Work to be completed => Please return all the records exactly, with nothing left out.

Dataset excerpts
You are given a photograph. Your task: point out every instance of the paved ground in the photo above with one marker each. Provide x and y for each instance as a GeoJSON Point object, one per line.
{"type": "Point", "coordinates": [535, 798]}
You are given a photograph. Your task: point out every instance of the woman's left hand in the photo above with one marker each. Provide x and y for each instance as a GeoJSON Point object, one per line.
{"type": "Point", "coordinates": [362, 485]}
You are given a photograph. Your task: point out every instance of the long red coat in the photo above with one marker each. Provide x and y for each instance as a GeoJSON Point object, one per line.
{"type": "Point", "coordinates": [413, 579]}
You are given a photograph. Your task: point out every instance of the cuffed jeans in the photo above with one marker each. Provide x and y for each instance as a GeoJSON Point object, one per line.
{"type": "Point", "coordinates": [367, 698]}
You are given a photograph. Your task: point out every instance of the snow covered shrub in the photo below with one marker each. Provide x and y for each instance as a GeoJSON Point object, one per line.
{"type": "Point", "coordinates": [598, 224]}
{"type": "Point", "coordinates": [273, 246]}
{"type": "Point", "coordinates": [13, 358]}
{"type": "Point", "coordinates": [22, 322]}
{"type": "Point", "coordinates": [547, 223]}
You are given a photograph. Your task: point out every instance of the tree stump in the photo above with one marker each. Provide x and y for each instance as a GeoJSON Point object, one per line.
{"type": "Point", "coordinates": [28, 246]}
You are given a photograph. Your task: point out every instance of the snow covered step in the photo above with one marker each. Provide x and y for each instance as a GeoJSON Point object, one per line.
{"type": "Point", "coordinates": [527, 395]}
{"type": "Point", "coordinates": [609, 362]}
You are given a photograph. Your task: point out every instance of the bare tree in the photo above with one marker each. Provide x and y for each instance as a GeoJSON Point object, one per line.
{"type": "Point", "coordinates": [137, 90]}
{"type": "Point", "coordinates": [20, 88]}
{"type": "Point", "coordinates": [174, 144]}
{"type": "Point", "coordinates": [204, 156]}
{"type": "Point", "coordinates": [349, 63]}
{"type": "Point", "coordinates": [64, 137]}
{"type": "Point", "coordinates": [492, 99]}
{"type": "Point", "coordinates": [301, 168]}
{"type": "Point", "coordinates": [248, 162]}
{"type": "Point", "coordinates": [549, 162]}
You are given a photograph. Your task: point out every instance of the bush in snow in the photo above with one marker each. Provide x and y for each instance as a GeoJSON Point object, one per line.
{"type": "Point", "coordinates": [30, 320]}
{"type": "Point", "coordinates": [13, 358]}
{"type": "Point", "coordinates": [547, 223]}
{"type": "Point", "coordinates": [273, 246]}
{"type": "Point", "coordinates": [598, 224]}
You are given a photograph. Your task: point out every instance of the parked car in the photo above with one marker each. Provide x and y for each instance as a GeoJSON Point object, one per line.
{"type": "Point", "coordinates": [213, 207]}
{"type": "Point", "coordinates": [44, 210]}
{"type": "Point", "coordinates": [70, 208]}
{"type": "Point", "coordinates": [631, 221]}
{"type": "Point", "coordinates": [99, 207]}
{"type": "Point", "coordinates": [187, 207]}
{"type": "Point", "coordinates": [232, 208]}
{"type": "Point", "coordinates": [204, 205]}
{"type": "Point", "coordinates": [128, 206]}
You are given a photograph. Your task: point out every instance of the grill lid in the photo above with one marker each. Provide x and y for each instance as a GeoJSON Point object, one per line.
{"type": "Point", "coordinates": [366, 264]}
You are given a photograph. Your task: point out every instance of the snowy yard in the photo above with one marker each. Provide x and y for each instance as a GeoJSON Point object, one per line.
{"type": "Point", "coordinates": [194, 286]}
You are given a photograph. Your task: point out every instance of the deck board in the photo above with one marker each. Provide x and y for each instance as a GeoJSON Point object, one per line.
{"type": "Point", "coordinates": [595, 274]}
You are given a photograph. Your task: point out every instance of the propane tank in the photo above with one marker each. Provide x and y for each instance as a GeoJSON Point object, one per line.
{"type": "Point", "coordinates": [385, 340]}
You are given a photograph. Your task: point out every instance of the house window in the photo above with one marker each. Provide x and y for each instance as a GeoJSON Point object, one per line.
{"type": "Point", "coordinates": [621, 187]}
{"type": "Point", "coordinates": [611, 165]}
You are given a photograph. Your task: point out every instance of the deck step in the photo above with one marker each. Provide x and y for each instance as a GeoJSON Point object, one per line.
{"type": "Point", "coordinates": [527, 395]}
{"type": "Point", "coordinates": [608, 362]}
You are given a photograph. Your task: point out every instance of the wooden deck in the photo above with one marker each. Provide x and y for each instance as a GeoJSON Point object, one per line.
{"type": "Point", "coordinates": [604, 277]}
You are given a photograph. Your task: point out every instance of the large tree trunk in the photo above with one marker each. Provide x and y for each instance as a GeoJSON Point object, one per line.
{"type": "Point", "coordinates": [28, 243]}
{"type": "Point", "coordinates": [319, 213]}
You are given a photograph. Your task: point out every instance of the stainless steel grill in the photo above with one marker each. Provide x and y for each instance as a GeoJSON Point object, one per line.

Written response =>
You are given a photograph. Your task: point out every instance of the paved ground in the photo above with one marker each. Provide x and y for each instance as a GeoJSON Point object, one per line.
{"type": "Point", "coordinates": [535, 798]}
You are given a photograph. Your task: point out every instance of the woman's left hand in the photo above with one marker each. Provide x and y for each instance as a GeoJSON Point object, one per line.
{"type": "Point", "coordinates": [362, 485]}
You are given a photograph. Your task: point out every instance of the long red coat in the photo above with one marker each. Provide x and y for each instance as a GeoJSON Point object, one per line.
{"type": "Point", "coordinates": [413, 579]}
You are given a photograph. Your task: point out every instance of the cuffed jeans in the photo above with one marker each. Provide x and y for each instance as a GeoJSON Point object, one per line.
{"type": "Point", "coordinates": [367, 698]}
You are given a photograph. Your task: point out every instance of the snow covered shrub in the photo below with one marker each. Provide x and y for each instance as a GeoJSON Point object, one per line.
{"type": "Point", "coordinates": [598, 224]}
{"type": "Point", "coordinates": [273, 246]}
{"type": "Point", "coordinates": [13, 358]}
{"type": "Point", "coordinates": [22, 322]}
{"type": "Point", "coordinates": [547, 223]}
You are given a photograph. Your task: point out every instance of the tree stump in the photo above with one marker each. Provide x and y for each instance as a GeoJSON Point object, one per line.
{"type": "Point", "coordinates": [28, 246]}
You are given a photograph. Your task: point out every instance of the snow covered step in the photo above with one marker each. Provide x and y for each instance as a GeoJSON Point object, one per line.
{"type": "Point", "coordinates": [527, 395]}
{"type": "Point", "coordinates": [609, 362]}
You are given a photograph. Your task: point out every instance of the bare tree in the photo above with one marker each. Provide x and y for each instance as a GeoJSON Point object, one per line.
{"type": "Point", "coordinates": [137, 90]}
{"type": "Point", "coordinates": [20, 88]}
{"type": "Point", "coordinates": [174, 144]}
{"type": "Point", "coordinates": [204, 156]}
{"type": "Point", "coordinates": [349, 63]}
{"type": "Point", "coordinates": [64, 137]}
{"type": "Point", "coordinates": [492, 99]}
{"type": "Point", "coordinates": [301, 168]}
{"type": "Point", "coordinates": [248, 162]}
{"type": "Point", "coordinates": [549, 162]}
You are given a photograph. Your task: point out every instance of the bush in snow in the photo above with one marker each. Provide x and y for each instance as a GeoJSON Point object, one per line.
{"type": "Point", "coordinates": [30, 320]}
{"type": "Point", "coordinates": [13, 358]}
{"type": "Point", "coordinates": [547, 223]}
{"type": "Point", "coordinates": [273, 246]}
{"type": "Point", "coordinates": [598, 224]}
You are given a photograph. Your task: point out every instance of the parked car in the photo above with one marker each. Provide x and y for each instance as a GeoJSON Point object, one per line.
{"type": "Point", "coordinates": [213, 207]}
{"type": "Point", "coordinates": [44, 210]}
{"type": "Point", "coordinates": [70, 208]}
{"type": "Point", "coordinates": [631, 221]}
{"type": "Point", "coordinates": [99, 207]}
{"type": "Point", "coordinates": [187, 207]}
{"type": "Point", "coordinates": [232, 208]}
{"type": "Point", "coordinates": [204, 205]}
{"type": "Point", "coordinates": [128, 206]}
You are given a photograph. Your task: point out every instance of the grill lid in the photo above with one marker each. Provide x and y for each instance as a GeoJSON Point object, one per line.
{"type": "Point", "coordinates": [366, 264]}
You are given a photograph. Your task: point out every instance of the snowy yard in the photo above with one marker each. Provide x and y for each instance as a GeoJSON Point object, one per line.
{"type": "Point", "coordinates": [194, 286]}
You are given a photograph. Your task: point out every instance of the deck board in the photo above with one marker each. Provide x and y for each instance as a GeoJSON Point object, one per line.
{"type": "Point", "coordinates": [595, 274]}
You are given a photograph. Your task: point out every instance of the propane tank in the photo above with one marker each. Provide x and y for each instance as a GeoJSON Point object, one per line.
{"type": "Point", "coordinates": [385, 340]}
You are given a photograph. Your task: point out every instance of the house window in the photo above with one marker each. Provide x and y for each instance as a GeoJSON Point object, one per line.
{"type": "Point", "coordinates": [621, 187]}
{"type": "Point", "coordinates": [611, 165]}
You are given a photograph. Your task: point out every instance of the deck step in the photo above with one marker each. Provide x and y for each instance as a GeoJSON Point object, one per line.
{"type": "Point", "coordinates": [527, 395]}
{"type": "Point", "coordinates": [608, 362]}
You are given a photograph. Your task: point out every instance of the wooden deck in the photo above with one marker each. Provide x and y for each instance as a GeoJSON Point object, one per line.
{"type": "Point", "coordinates": [604, 277]}
You are given a photograph. Your task: point out every instance of the large tree trunk in the photo above with one marker each. Provide x and y for each instance as a GeoJSON Point object, one per line.
{"type": "Point", "coordinates": [28, 243]}
{"type": "Point", "coordinates": [319, 213]}
You are given a photograph. Your task: point out every instance of the stainless steel grill in the photo above with one marker each. Provide x and y for each instance as a GeoJSON Point object, one per line.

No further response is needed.